_EXERCISE PROMPT_.
Exactly reproduce the lines from the one holding "Where can the treeline" through the final line of the listing below, with both ends included and nothing else.

(Entries from a pointing dataset)
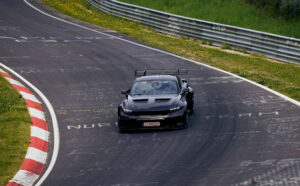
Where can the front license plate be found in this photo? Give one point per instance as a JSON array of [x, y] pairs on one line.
[[151, 124]]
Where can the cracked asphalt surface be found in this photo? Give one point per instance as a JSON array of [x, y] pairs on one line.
[[238, 132]]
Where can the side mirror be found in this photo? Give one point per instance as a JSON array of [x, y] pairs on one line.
[[185, 90], [125, 92]]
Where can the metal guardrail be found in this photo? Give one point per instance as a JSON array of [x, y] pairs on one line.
[[273, 46]]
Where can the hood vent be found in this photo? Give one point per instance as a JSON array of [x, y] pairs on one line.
[[160, 100], [140, 100]]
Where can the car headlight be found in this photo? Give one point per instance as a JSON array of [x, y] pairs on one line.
[[175, 108], [126, 110]]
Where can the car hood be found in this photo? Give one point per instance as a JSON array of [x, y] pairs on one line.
[[151, 103]]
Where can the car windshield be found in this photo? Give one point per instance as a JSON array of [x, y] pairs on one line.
[[154, 87]]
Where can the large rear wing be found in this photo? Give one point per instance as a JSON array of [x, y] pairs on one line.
[[139, 73]]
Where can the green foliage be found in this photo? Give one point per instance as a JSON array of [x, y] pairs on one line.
[[225, 46], [14, 131], [288, 9], [272, 16], [254, 67]]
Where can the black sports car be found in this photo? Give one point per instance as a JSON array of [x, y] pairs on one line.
[[156, 101]]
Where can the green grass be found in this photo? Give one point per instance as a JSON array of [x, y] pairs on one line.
[[231, 12], [284, 78], [14, 131]]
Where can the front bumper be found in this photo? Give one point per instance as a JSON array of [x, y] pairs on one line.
[[169, 121]]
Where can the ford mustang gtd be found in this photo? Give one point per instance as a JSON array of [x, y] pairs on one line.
[[156, 101]]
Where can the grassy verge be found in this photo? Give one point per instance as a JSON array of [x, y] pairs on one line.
[[231, 12], [14, 131], [284, 78]]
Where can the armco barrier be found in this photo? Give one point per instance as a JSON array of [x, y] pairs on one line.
[[274, 46]]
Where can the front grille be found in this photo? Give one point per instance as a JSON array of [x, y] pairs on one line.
[[151, 113]]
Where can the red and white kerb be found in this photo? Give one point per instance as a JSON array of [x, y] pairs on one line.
[[37, 152]]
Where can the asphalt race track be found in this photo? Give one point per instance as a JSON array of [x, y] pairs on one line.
[[238, 131]]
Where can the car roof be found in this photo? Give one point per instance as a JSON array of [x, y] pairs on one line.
[[157, 77]]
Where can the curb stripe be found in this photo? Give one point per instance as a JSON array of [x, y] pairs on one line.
[[6, 75], [24, 89], [24, 177], [32, 166], [38, 144], [13, 82], [40, 133], [37, 152], [35, 105], [13, 184], [2, 71], [39, 123], [36, 155], [29, 97], [36, 113]]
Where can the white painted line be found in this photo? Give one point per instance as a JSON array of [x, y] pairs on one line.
[[168, 53], [36, 113], [14, 82], [54, 123], [30, 97], [40, 133], [36, 155], [24, 177]]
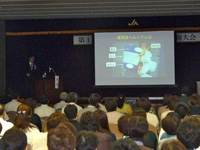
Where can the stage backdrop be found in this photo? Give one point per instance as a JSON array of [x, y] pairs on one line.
[[76, 63]]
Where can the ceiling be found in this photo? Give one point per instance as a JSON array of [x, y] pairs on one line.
[[47, 9]]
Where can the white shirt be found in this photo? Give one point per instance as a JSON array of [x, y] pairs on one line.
[[12, 105], [44, 110], [153, 120], [72, 103], [39, 142], [30, 133], [60, 105], [114, 116], [5, 125]]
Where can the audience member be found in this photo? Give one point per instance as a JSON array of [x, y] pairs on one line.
[[5, 125], [22, 122], [44, 110], [144, 103], [86, 140], [13, 104], [35, 119], [182, 109], [173, 145], [172, 101], [72, 98], [102, 120], [189, 133], [124, 144], [93, 104], [14, 139], [61, 138], [164, 107], [40, 140], [72, 115], [63, 101], [122, 107], [88, 123], [113, 115], [194, 103], [138, 127]]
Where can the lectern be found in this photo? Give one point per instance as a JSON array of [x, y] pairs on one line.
[[47, 86]]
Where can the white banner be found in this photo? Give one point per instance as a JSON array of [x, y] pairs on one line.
[[188, 37]]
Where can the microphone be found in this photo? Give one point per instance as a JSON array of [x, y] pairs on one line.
[[52, 70]]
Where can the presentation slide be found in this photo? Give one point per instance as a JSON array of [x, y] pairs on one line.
[[134, 58]]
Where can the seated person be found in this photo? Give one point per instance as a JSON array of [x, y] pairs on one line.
[[138, 127], [40, 140], [122, 107], [144, 103], [125, 144], [63, 101], [61, 138], [182, 109], [113, 115], [44, 110], [72, 115], [194, 103], [14, 139], [13, 104], [72, 99], [88, 123], [102, 120], [86, 140], [173, 145], [189, 133]]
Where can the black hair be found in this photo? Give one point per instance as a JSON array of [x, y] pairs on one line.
[[14, 139], [86, 140], [71, 111]]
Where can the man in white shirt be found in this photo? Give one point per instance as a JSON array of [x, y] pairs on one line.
[[5, 125], [63, 101], [44, 110], [72, 98], [13, 104], [113, 115]]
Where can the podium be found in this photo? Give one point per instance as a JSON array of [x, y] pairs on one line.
[[47, 86]]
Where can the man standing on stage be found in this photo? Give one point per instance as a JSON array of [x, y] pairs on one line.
[[30, 78]]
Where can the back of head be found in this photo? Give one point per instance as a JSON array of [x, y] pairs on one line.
[[86, 140], [173, 145], [14, 139], [111, 104], [44, 99], [101, 117], [182, 109], [124, 144], [61, 138], [71, 111], [55, 119], [63, 96], [172, 102], [24, 113], [14, 94], [138, 127], [73, 97], [189, 134], [123, 124], [2, 109], [170, 124], [88, 122], [139, 112], [95, 99], [144, 103]]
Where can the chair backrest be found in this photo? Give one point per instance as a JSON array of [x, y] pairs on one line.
[[11, 116], [114, 129], [44, 124]]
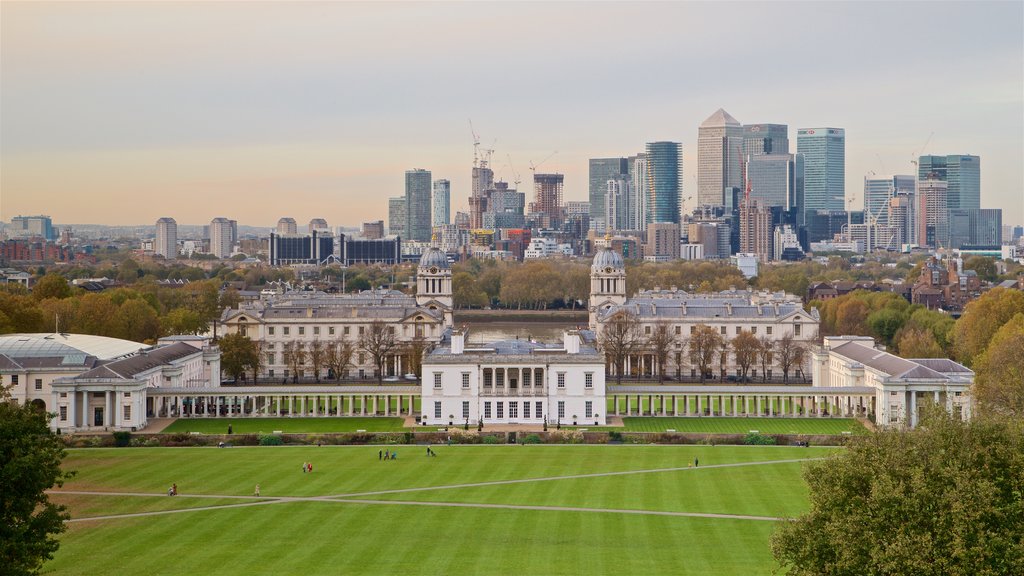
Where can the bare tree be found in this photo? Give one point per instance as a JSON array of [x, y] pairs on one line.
[[660, 343], [766, 352], [620, 338], [744, 348], [378, 340], [705, 344], [338, 356], [316, 354]]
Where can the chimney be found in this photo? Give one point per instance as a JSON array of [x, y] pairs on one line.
[[458, 341], [571, 339]]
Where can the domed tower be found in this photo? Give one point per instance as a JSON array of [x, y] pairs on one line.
[[607, 283], [433, 283]]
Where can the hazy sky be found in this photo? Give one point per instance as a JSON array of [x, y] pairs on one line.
[[122, 113]]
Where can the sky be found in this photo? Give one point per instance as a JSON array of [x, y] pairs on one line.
[[123, 113]]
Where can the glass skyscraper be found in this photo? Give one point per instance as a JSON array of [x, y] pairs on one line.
[[665, 181], [824, 169]]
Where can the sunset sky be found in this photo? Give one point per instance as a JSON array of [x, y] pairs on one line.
[[123, 113]]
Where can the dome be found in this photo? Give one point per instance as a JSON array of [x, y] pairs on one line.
[[434, 257], [607, 258]]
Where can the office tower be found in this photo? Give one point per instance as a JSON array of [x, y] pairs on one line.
[[961, 172], [548, 198], [665, 181], [720, 144], [373, 231], [776, 179], [602, 170], [824, 168], [418, 205], [287, 227], [442, 203], [167, 239], [396, 215], [932, 213], [879, 191], [766, 138], [33, 227], [221, 239]]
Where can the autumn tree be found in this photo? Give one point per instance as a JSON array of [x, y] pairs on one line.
[[660, 343], [940, 500], [745, 348], [379, 342], [706, 343], [998, 382], [619, 338]]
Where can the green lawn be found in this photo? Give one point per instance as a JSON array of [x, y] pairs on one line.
[[254, 425], [331, 536]]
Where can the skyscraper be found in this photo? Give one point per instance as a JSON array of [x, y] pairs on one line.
[[824, 169], [962, 172], [442, 203], [766, 138], [221, 239], [167, 239], [418, 205], [602, 170], [665, 181], [720, 144]]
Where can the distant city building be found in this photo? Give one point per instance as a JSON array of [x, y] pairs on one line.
[[221, 238], [287, 227], [167, 239], [441, 203], [418, 212], [824, 169], [601, 171], [720, 144], [665, 181], [396, 215]]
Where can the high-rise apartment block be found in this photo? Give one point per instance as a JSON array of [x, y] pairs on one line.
[[442, 203], [418, 216], [167, 239], [824, 169], [665, 181], [601, 171], [720, 145]]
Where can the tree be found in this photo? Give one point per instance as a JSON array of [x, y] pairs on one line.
[[660, 343], [706, 344], [942, 499], [619, 338], [30, 464], [379, 342], [998, 381], [238, 354], [745, 348]]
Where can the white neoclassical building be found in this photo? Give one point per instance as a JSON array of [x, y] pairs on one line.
[[514, 382], [899, 385]]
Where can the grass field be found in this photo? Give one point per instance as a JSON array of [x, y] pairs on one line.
[[466, 511]]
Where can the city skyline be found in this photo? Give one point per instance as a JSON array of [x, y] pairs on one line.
[[289, 115]]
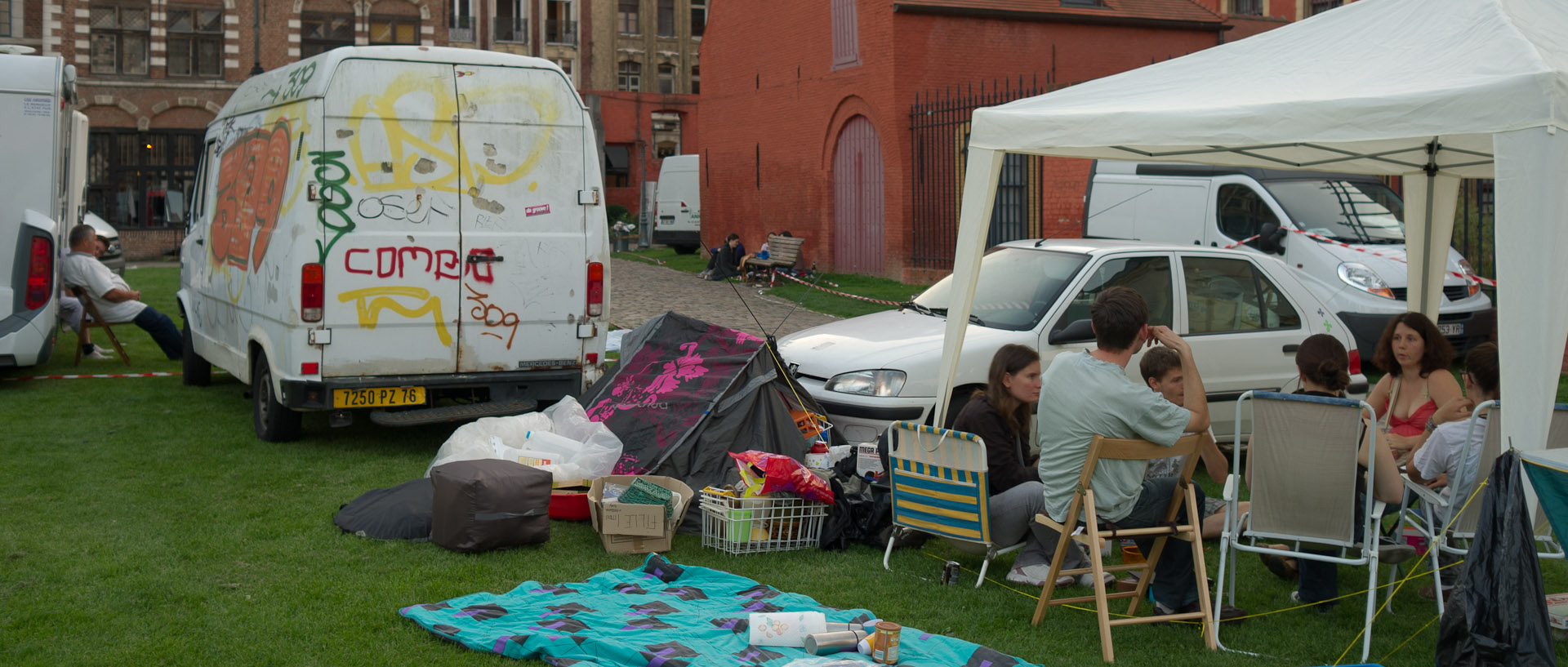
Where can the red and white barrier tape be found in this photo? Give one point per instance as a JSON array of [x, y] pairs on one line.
[[841, 293], [90, 376], [1489, 282]]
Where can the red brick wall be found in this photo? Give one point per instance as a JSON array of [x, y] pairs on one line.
[[772, 118]]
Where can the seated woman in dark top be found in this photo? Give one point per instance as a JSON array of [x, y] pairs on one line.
[[1000, 416]]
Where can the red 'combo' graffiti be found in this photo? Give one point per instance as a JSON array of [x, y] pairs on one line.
[[252, 180]]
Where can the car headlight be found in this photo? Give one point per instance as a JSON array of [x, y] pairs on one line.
[[1365, 279], [880, 382], [1470, 276]]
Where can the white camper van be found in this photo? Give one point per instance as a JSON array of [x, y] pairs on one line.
[[678, 204], [407, 230], [1218, 207], [35, 213]]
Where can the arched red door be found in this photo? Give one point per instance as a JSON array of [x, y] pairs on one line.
[[858, 199]]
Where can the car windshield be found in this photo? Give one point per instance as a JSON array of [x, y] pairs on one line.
[[1344, 210], [1015, 288]]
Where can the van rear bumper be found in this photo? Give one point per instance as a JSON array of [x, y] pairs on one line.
[[540, 385], [1476, 324]]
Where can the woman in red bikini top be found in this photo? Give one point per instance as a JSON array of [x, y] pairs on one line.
[[1413, 353]]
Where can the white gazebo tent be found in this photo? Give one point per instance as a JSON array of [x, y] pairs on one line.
[[1428, 90]]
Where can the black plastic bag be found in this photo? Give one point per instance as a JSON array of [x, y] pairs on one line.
[[1498, 611]]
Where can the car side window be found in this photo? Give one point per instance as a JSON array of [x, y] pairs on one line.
[[1242, 211], [1150, 276], [1227, 295]]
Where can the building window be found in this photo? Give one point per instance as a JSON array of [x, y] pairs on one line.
[[141, 179], [698, 18], [119, 39], [560, 25], [630, 77], [394, 30], [845, 35], [617, 165], [195, 42], [320, 33], [666, 18], [460, 24], [1247, 7], [626, 18]]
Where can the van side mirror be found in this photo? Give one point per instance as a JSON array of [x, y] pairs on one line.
[[1271, 238], [1078, 332]]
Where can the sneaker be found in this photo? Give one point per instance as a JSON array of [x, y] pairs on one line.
[[1321, 608], [1283, 567]]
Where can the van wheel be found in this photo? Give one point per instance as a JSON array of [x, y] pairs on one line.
[[195, 370], [274, 420]]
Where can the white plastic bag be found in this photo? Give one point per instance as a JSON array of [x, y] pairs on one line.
[[560, 440]]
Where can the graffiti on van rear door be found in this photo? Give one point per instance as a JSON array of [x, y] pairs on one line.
[[252, 177]]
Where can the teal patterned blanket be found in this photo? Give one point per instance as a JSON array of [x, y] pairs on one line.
[[659, 616]]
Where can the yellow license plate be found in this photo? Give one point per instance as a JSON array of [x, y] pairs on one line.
[[378, 397]]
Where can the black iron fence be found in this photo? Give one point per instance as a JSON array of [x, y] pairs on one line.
[[940, 141]]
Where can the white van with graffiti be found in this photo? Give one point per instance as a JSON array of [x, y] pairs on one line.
[[408, 230]]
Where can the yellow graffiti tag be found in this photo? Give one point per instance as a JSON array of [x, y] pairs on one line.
[[372, 300], [436, 140]]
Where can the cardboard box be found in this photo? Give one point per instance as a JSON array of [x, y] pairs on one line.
[[635, 528]]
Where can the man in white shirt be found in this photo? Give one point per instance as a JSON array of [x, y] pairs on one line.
[[1089, 394], [114, 298]]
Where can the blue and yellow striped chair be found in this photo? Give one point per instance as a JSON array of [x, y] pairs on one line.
[[938, 481]]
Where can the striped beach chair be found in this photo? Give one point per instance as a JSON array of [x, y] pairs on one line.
[[940, 487]]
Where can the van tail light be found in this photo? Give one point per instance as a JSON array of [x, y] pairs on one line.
[[39, 273], [311, 291], [595, 290]]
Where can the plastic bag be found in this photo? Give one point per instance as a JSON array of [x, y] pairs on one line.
[[560, 440], [1498, 611], [780, 474]]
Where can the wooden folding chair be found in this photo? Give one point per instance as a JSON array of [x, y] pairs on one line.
[[1095, 531], [93, 320], [940, 487]]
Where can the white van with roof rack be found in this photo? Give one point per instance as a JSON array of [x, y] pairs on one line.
[[412, 232], [1353, 262]]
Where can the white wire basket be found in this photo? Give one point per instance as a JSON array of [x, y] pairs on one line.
[[756, 525]]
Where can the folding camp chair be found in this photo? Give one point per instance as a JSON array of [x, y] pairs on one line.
[[1303, 487], [1082, 505], [93, 320], [1437, 522], [940, 487]]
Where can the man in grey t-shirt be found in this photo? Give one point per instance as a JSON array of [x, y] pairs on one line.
[[1089, 394]]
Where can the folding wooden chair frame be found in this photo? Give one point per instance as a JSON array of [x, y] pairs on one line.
[[1233, 537], [1084, 505], [941, 491], [93, 320]]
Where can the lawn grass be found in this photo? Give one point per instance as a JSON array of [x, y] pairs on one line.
[[146, 525]]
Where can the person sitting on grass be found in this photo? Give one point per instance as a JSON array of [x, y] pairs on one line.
[[1324, 368], [1089, 394], [112, 296], [1000, 416], [1160, 368], [1452, 448], [725, 260]]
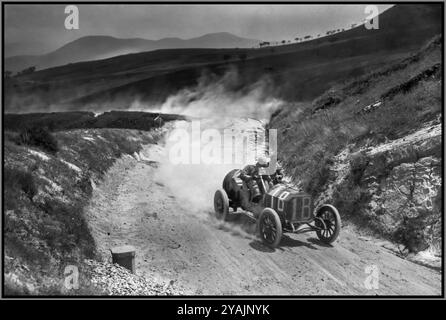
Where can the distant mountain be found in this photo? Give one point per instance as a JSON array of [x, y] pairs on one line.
[[293, 72], [102, 47]]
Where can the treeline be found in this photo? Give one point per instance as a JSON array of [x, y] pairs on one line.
[[59, 121]]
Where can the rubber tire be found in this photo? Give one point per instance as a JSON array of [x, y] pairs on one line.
[[278, 224], [337, 219], [221, 213]]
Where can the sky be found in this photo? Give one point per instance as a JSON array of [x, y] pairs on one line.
[[38, 29]]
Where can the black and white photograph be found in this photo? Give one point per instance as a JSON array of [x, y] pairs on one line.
[[222, 150]]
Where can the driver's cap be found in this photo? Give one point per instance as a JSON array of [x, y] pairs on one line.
[[263, 161]]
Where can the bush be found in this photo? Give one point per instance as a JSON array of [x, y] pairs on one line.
[[39, 137], [15, 179]]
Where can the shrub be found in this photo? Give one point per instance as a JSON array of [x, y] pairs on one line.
[[39, 137], [15, 179]]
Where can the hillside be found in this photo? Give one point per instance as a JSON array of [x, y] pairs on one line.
[[102, 47], [300, 71], [44, 197], [372, 146]]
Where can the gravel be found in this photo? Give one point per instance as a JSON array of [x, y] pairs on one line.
[[113, 279]]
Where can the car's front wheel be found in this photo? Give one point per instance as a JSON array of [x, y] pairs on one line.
[[270, 227], [328, 222]]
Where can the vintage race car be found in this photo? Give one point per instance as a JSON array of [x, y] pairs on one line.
[[282, 208]]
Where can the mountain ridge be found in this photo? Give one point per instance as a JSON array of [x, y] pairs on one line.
[[95, 47]]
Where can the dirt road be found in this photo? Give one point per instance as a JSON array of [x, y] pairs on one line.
[[204, 256]]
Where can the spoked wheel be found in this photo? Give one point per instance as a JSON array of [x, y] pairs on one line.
[[331, 225], [270, 227], [221, 204]]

_THE COMPLETED TASK_.
Where can the treeline be found in this photo? Give one point per instance as a JSON array of [x, y] pairs on one line.
[[59, 121]]
Where can the rubber tire be found in this photo? Give one point per instance as a JSON array of [x, y] pairs on one line.
[[278, 224], [337, 219], [221, 213]]
Where can the sky be found in this photo? Give one point per instance as a JSON array of [x, y] pairs on one line.
[[38, 29]]
Where can the black and white photograph be found in this photo? Give one point per instance as a JSON array of [x, y] pairs on one line.
[[222, 150]]
Where can the driver's cap be found in this photo? Give one point per instance as a JSON array of [x, y] pairs on one line.
[[263, 161]]
Where can the bush be found in this photo? Give one point per instance as a JSON array of [x, y] pairs on one line.
[[39, 137], [15, 179]]
Where can the shrub be found in this photo? Give one point per instance as a JSON array of [x, y] pairs on one line.
[[39, 137], [15, 179]]
Where can the hillside be found in this photo? Give one point per instance as a JSON array of [x, y] pairs on one line.
[[102, 47], [300, 71], [44, 197], [372, 146]]
Where can the gravel be found in this photo? Give one point per instance as a JSON array of [x, y] pairs on one line.
[[113, 279]]
Where can the car's front wheel be found in this photo? Give one point per instance as a JSON array of [x, y] pairs on one line.
[[270, 227], [328, 222]]
Where can the vintage race car be found in this photo? Give one point per instance as a JSON array of [x, y] pairs on one line.
[[282, 208]]
Where can the mountain ridge be found in this photo? Give one point per instance as a JSON array of [x, y] pairs on one line.
[[95, 47]]
Where can the dirt road be found in this photo? Give one point per instance as a JSON array of [x, y] pairs on one line.
[[204, 256]]
Where can the spoked wheel be found in this photo? Give one point per instance as a JSON array of [x, y] pairs on one line.
[[331, 225], [270, 227], [221, 204]]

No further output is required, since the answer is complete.